▶ [Study text]
<<<<
But what about earlier in his career, before Scientology?  Was there ever a time Hubbard produced good books?  And could a guy who eventually argued that the space opera genre represented the inherited memories of a pre-human civilization write something other than science fiction?  It was with these questions in mind that I picked up Fear.

Fear was written in 1940, eight years before the first draft of Dianetics, and according to the editors,  Robert Heinlein claimed that Hubbard wrote it over the course of a train ride from New York to Seattle.  By the end of the story I think you'll find this a reasonable claim.  The story's Foreword assures us that authors from Isaac Asimov ("Of all L. Ron Hubbard's stories, this is my favorite") to Ray Bradbury ("A true Scare!") have sung their praises of it, and Stephen King is quoted as calling it "a classic tale of creeping, surreal menace and horror."  Personally, I'm having problems elevating Hubbard to the ranks of Edgar Allan Poe and H. P. Lovecraft, but maybe I'm approaching this work from the wrong angle.

Luckily the editors are nice enough to explain what makes Fear so "powerful," and that's "because it really could happen.  And that is terrifying."

Scary stuff, right?  Well, I should probably mention the one-sentence synopsis on the back of the book:

The terrifying tale of a man who loses four hours of his life and begins to go mad as he tries to remember what happened.

Try not to make any hangover-related jokes, okay?

Also, check out that front cover, which would look better on the side of a van than the cover of a horror story.  The title barely legible in lurid yellow-green outline text.  A dude trying to keep his hat as he's gobbled up by a giant serpent-dragon, also outlined in yellow.  A full moon, because wolves howl at them and wolf howls are scary.

That hat at least is relevant to the plot, and I think there might be a moon in there, but the snake is definitely the product of artistic license.  Unless it's supposed to be symbolic of... well, we'll try to figure that out later.
>>>>
▶ [Saved data entries]
<<<<
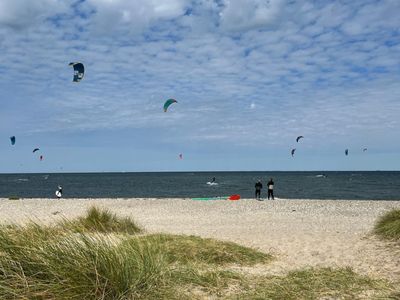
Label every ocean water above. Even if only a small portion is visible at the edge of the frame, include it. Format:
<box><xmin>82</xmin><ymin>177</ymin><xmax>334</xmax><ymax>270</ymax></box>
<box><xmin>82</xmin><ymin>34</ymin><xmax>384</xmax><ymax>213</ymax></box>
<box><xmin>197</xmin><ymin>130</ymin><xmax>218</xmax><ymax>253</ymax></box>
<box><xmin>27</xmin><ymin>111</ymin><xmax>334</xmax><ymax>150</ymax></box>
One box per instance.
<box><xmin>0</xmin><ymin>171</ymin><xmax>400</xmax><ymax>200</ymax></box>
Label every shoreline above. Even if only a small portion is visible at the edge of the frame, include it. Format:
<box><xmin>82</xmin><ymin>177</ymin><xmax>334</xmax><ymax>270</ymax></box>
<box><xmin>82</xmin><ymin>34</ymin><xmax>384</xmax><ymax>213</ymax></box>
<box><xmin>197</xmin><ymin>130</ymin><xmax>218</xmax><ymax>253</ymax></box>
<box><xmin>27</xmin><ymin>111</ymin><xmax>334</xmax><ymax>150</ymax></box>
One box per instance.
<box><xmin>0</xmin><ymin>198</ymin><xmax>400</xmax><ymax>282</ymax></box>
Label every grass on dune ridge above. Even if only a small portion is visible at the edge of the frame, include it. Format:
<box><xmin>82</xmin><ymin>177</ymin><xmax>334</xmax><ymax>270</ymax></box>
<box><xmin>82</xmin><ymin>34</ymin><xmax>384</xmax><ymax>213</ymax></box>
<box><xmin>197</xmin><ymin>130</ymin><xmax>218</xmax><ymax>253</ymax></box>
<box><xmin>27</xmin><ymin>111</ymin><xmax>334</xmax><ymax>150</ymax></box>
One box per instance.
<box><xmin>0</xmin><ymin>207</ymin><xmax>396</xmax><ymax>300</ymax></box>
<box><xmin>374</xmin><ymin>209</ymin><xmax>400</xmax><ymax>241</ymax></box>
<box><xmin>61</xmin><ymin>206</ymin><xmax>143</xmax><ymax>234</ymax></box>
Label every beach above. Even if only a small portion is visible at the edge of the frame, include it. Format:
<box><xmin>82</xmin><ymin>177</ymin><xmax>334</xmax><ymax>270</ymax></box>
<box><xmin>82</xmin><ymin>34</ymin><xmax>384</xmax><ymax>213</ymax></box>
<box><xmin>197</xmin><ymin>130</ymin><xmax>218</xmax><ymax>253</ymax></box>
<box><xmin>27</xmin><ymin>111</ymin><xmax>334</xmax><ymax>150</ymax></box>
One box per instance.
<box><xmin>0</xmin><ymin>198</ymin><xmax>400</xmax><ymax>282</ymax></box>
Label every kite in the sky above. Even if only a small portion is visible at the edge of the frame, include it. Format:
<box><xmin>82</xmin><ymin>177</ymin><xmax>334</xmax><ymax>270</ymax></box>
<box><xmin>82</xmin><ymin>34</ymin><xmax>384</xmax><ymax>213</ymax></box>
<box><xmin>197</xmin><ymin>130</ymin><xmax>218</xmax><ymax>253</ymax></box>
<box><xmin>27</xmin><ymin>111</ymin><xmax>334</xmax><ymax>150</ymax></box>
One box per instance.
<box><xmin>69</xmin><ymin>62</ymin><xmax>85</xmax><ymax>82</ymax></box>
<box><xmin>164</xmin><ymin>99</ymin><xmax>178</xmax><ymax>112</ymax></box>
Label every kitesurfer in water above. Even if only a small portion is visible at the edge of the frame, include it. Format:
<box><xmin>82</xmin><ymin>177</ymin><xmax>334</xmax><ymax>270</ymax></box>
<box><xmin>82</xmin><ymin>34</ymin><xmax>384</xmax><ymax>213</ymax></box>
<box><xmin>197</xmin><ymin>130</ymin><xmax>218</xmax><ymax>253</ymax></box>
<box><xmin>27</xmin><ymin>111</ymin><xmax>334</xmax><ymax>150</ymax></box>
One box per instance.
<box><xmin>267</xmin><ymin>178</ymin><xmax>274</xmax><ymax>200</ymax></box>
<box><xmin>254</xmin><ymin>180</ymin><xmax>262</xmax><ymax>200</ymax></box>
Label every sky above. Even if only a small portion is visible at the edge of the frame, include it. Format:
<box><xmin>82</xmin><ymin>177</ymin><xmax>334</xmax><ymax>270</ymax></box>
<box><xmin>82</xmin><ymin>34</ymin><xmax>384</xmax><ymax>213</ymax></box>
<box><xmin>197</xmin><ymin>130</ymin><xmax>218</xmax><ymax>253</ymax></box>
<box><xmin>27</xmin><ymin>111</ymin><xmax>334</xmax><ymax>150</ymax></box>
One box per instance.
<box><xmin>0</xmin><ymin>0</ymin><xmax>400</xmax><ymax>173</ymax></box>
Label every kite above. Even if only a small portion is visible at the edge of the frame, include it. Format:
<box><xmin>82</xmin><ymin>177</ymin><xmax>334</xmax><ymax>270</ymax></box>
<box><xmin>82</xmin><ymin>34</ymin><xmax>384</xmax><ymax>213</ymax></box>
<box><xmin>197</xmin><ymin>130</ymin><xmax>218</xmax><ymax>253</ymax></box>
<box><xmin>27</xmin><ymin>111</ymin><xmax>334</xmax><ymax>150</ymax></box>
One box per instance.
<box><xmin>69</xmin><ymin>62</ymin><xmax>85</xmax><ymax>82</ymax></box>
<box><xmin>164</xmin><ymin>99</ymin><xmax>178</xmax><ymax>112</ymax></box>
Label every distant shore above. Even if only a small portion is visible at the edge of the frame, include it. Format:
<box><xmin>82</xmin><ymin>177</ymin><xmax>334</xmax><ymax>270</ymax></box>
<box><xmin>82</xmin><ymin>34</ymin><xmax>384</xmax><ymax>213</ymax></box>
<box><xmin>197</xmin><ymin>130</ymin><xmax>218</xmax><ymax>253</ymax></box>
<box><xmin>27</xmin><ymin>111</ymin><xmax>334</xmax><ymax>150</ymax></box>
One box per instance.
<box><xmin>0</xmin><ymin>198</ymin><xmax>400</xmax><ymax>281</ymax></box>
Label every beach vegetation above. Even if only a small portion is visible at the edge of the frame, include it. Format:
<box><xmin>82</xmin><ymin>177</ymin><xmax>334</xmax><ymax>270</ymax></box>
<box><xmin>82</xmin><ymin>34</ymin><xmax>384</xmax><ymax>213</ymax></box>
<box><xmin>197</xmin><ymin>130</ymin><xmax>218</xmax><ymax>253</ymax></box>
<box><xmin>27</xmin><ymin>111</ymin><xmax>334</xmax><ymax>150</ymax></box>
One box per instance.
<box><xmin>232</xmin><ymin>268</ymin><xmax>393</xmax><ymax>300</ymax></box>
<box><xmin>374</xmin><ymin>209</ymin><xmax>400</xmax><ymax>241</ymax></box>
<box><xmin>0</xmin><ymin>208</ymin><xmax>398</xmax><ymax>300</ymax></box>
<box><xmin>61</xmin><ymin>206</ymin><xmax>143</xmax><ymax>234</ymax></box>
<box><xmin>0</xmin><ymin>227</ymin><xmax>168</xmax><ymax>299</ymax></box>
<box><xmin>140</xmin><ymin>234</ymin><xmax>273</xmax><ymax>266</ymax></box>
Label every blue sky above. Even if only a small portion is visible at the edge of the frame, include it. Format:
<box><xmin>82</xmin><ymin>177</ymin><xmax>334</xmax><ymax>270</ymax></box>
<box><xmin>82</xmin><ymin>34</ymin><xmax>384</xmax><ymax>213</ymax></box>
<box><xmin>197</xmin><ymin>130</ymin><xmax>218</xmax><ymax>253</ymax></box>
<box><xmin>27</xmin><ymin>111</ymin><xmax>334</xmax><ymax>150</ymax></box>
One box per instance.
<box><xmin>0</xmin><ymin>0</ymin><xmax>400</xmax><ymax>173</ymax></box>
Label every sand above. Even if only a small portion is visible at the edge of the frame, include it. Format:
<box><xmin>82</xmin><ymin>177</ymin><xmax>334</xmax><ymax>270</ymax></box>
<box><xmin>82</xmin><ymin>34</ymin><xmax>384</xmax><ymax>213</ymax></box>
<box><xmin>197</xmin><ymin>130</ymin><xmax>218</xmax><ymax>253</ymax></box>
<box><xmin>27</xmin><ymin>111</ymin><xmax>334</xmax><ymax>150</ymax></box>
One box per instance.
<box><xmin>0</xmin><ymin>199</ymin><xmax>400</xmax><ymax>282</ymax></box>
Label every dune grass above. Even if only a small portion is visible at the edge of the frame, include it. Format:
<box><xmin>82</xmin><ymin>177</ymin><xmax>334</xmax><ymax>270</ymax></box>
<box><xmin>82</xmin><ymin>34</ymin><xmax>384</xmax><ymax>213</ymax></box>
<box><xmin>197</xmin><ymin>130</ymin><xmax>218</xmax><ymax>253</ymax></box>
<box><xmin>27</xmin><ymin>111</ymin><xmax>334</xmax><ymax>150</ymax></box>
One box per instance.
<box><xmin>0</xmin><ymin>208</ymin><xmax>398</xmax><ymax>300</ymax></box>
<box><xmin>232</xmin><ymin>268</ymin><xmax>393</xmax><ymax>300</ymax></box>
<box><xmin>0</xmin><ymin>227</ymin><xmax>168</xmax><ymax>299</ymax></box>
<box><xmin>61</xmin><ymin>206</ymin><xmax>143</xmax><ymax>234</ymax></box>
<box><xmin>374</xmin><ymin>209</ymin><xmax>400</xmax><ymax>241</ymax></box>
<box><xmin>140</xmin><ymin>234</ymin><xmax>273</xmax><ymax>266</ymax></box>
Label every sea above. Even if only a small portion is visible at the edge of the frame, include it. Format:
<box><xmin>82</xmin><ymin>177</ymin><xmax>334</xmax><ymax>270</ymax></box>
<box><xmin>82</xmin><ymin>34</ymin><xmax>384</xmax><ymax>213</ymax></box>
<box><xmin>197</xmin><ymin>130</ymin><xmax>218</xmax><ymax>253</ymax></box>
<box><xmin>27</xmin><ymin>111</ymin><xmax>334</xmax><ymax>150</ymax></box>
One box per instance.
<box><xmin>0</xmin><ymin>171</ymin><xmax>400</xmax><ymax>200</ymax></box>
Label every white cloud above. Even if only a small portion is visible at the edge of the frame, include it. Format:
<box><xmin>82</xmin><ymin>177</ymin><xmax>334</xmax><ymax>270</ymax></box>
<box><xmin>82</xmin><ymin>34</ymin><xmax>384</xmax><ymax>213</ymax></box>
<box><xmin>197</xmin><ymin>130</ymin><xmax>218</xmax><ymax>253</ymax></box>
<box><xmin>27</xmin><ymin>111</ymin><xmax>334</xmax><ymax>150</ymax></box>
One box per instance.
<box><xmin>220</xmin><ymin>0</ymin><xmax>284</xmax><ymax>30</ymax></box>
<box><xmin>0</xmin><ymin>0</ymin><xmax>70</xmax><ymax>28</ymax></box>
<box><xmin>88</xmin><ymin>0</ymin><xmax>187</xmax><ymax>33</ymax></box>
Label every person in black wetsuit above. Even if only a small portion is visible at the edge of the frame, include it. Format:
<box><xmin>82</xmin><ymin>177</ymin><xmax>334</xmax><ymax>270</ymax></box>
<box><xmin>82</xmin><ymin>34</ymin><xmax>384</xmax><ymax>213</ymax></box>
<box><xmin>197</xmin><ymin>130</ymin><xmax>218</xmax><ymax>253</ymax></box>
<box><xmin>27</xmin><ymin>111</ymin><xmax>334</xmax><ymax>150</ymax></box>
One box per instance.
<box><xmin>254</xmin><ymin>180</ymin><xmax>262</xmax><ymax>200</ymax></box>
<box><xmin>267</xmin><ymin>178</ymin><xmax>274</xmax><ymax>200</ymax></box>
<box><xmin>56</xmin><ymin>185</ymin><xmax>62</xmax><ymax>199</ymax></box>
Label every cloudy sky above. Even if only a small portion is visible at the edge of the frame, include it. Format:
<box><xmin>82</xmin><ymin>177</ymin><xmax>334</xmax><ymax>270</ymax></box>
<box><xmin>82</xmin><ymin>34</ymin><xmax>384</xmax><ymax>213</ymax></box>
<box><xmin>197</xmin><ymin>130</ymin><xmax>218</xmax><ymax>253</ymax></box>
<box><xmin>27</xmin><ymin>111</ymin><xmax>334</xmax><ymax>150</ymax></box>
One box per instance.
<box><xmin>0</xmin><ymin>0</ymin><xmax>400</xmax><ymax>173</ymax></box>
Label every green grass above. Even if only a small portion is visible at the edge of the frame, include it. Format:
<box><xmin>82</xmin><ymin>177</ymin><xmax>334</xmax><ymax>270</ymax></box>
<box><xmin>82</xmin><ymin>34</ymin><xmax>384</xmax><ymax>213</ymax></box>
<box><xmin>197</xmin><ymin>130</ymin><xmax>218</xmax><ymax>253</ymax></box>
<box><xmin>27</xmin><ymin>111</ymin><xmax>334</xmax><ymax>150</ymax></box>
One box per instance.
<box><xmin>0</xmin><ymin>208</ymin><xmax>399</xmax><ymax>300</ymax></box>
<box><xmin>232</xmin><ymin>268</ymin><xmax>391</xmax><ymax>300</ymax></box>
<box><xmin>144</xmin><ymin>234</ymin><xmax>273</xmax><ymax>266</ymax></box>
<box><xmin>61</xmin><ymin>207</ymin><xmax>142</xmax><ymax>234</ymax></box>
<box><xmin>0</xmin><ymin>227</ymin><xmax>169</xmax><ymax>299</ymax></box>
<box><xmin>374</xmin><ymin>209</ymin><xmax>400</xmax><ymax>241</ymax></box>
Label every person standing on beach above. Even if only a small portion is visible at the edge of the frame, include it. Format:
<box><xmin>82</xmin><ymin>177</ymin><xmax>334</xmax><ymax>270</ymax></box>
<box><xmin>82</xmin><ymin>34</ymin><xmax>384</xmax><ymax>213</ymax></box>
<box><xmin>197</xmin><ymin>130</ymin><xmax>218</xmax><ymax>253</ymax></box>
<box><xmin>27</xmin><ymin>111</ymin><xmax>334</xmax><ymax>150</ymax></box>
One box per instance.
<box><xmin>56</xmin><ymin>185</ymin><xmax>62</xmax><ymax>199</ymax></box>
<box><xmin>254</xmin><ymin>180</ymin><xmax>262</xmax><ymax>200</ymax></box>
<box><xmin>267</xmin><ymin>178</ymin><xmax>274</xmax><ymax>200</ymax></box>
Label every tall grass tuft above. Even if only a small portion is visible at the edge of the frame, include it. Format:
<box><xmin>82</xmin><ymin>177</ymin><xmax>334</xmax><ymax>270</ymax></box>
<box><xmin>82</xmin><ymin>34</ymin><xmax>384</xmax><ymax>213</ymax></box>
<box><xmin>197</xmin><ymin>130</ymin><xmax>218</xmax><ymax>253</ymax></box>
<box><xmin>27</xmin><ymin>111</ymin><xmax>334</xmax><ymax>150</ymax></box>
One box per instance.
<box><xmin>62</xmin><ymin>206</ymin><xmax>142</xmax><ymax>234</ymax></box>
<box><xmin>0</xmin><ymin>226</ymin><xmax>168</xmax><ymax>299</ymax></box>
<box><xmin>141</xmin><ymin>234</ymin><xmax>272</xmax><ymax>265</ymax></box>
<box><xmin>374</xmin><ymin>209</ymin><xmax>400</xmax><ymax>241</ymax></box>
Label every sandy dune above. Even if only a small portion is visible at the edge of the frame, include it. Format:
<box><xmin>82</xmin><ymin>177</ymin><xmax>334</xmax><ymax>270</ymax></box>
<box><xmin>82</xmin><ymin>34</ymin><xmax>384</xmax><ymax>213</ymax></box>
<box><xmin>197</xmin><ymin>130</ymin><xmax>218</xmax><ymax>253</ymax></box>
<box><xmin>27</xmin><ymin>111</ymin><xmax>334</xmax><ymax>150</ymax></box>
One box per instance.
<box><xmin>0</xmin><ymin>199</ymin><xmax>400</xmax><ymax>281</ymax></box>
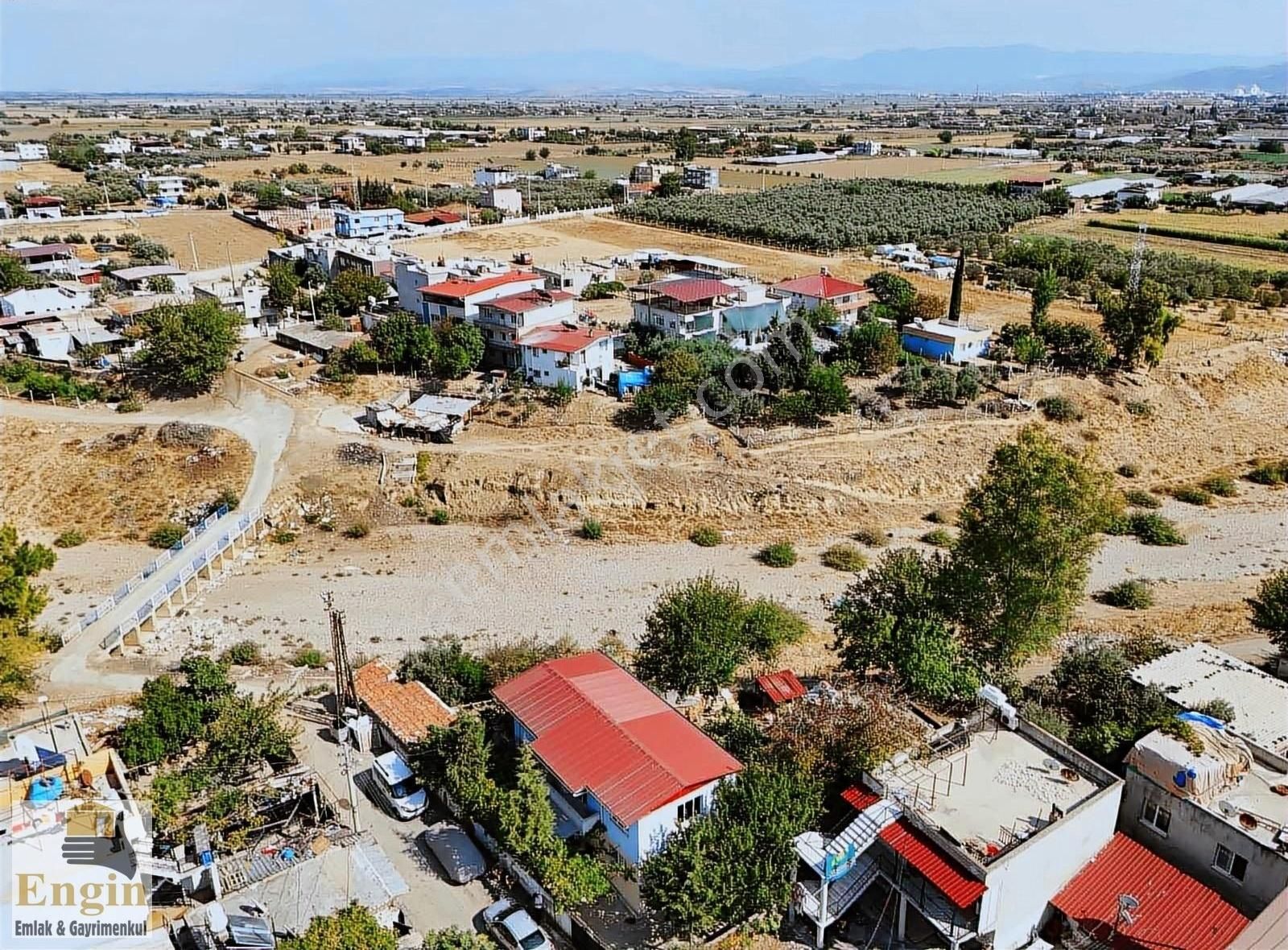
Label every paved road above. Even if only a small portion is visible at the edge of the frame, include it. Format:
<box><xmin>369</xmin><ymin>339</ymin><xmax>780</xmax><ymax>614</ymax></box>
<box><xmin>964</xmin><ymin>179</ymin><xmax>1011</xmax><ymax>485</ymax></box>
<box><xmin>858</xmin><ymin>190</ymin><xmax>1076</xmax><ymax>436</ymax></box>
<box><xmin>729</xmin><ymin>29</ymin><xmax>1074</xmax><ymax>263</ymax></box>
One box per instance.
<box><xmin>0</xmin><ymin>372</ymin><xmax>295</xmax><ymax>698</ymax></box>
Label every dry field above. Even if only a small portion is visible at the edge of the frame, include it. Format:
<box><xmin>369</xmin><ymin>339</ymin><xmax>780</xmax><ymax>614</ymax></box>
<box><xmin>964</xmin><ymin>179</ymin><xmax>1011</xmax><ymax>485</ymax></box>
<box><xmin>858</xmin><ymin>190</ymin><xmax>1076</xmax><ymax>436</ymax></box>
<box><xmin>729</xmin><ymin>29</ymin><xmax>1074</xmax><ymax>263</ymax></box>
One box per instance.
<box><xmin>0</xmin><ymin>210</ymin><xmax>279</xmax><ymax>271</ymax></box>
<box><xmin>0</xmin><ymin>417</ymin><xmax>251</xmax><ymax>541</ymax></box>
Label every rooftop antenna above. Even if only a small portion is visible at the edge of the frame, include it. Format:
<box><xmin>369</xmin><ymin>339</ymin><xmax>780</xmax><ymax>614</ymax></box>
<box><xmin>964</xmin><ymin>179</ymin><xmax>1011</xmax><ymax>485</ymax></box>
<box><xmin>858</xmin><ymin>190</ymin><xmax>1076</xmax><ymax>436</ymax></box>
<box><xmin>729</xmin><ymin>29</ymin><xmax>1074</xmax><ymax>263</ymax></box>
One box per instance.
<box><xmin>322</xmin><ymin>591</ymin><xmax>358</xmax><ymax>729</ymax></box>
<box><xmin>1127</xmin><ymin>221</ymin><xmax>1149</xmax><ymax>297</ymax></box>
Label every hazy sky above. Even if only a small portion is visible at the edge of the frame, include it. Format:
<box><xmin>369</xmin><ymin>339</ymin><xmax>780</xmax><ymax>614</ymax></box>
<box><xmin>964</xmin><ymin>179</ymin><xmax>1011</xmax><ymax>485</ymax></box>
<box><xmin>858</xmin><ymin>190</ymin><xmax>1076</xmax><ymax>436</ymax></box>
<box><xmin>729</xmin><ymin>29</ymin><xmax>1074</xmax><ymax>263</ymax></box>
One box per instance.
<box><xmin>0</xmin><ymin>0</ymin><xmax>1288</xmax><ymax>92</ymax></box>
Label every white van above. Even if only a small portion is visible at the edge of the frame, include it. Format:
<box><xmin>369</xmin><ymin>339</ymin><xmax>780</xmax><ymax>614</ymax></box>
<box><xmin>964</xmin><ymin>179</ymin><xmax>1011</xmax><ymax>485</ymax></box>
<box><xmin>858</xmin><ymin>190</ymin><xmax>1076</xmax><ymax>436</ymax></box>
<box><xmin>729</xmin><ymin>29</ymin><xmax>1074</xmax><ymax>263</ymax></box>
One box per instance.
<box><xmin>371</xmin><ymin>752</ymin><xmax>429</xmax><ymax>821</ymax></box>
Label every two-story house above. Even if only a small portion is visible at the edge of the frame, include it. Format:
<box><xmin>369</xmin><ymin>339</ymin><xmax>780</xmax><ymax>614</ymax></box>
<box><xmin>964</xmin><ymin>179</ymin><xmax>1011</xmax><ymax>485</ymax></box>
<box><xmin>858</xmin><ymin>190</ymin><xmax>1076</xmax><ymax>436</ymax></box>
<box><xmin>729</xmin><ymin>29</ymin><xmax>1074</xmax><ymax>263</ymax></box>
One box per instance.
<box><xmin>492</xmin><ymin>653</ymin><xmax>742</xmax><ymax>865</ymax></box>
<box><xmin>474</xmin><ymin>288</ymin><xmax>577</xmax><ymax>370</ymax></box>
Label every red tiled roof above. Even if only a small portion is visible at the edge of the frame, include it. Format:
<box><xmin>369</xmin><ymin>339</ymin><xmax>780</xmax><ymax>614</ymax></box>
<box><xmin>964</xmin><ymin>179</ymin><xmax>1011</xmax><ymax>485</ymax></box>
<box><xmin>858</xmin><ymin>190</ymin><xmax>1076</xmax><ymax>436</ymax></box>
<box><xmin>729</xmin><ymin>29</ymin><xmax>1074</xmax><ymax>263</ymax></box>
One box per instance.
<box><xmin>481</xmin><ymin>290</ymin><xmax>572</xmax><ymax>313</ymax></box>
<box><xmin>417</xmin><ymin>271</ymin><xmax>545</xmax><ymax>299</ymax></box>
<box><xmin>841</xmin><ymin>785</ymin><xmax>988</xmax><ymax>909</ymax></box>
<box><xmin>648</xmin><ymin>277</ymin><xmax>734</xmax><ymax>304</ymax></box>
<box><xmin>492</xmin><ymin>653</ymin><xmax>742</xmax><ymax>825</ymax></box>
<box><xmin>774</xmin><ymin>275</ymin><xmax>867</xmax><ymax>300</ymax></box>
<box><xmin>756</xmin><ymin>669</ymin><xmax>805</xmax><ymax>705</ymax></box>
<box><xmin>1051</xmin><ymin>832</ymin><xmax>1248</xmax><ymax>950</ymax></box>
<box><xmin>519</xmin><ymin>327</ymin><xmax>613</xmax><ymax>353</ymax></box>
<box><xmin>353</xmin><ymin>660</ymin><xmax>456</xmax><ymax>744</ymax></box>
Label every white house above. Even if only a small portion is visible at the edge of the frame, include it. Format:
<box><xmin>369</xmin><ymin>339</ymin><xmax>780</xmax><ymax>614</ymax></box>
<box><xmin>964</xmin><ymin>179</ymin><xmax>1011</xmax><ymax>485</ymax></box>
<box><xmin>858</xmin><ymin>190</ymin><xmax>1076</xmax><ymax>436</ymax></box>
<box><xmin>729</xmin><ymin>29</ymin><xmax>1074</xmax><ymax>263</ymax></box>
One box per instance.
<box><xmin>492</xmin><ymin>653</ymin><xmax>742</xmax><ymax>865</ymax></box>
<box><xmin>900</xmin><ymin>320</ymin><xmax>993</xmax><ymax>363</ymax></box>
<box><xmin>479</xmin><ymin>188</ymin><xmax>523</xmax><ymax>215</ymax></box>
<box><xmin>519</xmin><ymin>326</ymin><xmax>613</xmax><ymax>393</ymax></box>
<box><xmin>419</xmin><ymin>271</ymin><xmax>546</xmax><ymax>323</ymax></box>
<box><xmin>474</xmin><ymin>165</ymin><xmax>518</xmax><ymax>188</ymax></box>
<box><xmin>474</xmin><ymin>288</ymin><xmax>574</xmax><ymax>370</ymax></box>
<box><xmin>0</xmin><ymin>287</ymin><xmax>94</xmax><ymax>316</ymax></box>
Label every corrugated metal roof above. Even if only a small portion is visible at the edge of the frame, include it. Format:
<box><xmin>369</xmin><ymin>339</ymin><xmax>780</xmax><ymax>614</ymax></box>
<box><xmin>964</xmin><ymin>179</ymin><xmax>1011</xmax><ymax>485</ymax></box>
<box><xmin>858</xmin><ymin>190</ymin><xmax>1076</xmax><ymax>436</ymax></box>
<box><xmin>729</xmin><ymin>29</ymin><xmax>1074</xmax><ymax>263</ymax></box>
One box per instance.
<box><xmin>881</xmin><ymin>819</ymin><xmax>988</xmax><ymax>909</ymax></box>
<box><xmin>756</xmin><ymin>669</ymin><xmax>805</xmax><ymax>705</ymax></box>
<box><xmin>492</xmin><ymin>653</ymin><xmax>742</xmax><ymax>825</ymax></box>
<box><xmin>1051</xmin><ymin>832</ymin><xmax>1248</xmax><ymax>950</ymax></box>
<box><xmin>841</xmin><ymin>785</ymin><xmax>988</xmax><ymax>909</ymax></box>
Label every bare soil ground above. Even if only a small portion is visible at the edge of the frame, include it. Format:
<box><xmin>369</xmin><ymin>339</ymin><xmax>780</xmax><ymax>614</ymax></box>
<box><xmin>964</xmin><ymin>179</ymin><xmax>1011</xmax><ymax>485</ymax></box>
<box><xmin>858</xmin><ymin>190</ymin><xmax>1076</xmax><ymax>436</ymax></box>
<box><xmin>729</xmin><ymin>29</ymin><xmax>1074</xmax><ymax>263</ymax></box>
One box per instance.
>>>>
▶ [Tasks]
[A] In the review, what journey does Robert Heinlein claim Hubbard wrote Fear during?
[B] Quote the review from "Luckily the editors" to "remember what happened.".
The records have nothing to do with the review of Fear.

▶ [Answers by task]
[A] A train ride from New York to Seattle.

[B]
Luckily the editors are nice enough to explain what makes Fear so "powerful," and that's "because it really could happen.  And that is terrifying."

Scary stuff, right?  Well, I should probably mention the one-sentence synopsis on the back of the book:

The terrifying tale of a man who loses four hours of his life and begins to go mad as he tries to remember what happened.